[Extrait à lire]:
Yasser Arafat est décédé de mort naturelle le 11 novembre 2004, à l’hôpital d’instruction des armées Percy de Clamart (Hauts-de-Seine), où il avait été admis treize jours plus tôt. Depuis lors, la rumeur selon laquelle le président de l’Autorité palestinienne aurait été « empoisonné » par Israël s’est répandue comme une traînée de poudre à travers tout le monde arabe et dans la plupart des milieux pro-palestiniens (1), malgré les démentis répétés des sources médicales françaises et des autorités israéliennes.

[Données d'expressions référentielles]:
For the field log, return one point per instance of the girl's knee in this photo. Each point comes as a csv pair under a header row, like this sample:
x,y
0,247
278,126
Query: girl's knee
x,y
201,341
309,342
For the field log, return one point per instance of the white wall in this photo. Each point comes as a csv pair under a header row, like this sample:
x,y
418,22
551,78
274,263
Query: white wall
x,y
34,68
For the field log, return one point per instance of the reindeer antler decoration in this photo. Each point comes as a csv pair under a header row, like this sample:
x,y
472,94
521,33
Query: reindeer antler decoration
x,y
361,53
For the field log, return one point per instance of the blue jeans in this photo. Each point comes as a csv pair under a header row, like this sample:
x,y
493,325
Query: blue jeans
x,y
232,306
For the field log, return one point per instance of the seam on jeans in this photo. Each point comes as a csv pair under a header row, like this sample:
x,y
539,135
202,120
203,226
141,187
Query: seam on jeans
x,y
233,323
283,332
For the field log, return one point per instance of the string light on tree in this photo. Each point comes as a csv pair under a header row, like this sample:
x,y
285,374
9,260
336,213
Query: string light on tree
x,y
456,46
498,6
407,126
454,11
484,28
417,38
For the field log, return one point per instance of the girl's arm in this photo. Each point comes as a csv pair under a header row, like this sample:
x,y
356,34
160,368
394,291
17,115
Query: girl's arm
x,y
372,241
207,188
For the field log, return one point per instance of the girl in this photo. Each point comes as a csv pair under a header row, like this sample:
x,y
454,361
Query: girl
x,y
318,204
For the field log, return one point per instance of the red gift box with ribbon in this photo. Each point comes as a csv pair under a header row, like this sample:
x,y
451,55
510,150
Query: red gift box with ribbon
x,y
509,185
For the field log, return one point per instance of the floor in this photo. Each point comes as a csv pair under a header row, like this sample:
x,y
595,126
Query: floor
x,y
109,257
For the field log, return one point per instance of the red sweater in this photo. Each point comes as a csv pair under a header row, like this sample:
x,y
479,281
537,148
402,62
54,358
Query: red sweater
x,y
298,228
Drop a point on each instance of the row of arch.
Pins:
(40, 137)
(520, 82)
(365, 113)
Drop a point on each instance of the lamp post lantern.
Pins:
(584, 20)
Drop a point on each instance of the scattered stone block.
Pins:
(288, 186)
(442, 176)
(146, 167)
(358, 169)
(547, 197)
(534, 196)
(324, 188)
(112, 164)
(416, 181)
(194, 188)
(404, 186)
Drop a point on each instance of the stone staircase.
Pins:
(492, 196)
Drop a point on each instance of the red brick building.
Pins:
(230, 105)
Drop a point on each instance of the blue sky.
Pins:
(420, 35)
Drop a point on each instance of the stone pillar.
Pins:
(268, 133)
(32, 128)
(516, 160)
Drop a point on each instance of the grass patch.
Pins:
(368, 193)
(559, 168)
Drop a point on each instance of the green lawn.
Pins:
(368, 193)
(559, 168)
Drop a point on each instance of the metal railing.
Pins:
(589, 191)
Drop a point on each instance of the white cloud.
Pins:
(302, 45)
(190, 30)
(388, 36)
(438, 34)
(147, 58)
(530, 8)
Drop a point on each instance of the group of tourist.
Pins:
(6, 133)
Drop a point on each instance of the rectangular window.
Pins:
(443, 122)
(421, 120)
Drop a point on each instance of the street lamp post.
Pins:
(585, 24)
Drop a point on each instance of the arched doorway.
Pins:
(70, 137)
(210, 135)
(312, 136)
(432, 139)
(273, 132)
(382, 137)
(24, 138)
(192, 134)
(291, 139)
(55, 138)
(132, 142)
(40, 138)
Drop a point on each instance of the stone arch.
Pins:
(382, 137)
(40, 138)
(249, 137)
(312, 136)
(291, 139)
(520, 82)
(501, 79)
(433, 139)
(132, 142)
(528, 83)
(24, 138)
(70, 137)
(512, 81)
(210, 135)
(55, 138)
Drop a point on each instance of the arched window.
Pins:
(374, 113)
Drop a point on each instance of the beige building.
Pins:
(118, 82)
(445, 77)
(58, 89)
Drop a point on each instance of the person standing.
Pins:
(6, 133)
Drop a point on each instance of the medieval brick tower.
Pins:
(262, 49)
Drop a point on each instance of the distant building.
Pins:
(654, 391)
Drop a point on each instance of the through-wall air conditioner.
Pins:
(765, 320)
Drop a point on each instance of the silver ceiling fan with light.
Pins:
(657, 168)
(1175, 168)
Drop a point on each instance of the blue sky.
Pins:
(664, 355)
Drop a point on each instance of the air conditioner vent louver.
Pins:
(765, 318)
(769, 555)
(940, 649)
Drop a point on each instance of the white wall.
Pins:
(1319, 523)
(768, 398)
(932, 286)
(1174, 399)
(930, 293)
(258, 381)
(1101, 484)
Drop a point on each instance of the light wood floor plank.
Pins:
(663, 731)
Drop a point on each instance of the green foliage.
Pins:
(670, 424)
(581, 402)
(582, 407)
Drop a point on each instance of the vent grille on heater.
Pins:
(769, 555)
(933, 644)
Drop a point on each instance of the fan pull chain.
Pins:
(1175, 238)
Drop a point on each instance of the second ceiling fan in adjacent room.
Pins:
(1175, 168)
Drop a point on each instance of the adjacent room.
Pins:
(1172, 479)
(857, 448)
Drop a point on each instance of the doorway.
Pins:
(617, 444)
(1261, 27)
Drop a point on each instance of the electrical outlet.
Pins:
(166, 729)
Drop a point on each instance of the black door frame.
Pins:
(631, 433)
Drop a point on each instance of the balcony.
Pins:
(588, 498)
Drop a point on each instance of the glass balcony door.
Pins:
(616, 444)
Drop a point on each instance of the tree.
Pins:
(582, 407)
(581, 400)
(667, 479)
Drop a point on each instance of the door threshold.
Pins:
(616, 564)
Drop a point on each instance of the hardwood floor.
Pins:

[Votre tâche]: Reproduisez l'extrait sur la mort de Yasser Arafat dans son intégralité, sans y changer un mot.

[Réponse]:
Yasser Arafat est décédé de mort naturelle le 11 novembre 2004, à l’hôpital d’instruction des armées Percy de Clamart (Hauts-de-Seine), où il avait été admis treize jours plus tôt. Depuis lors, la rumeur selon laquelle le président de l’Autorité palestinienne aurait été « empoisonné » par Israël s’est répandue comme une traînée de poudre à travers tout le monde arabe et dans la plupart des milieux pro-palestiniens (1), malgré les démentis répétés des sources médicales françaises et des autorités israéliennes.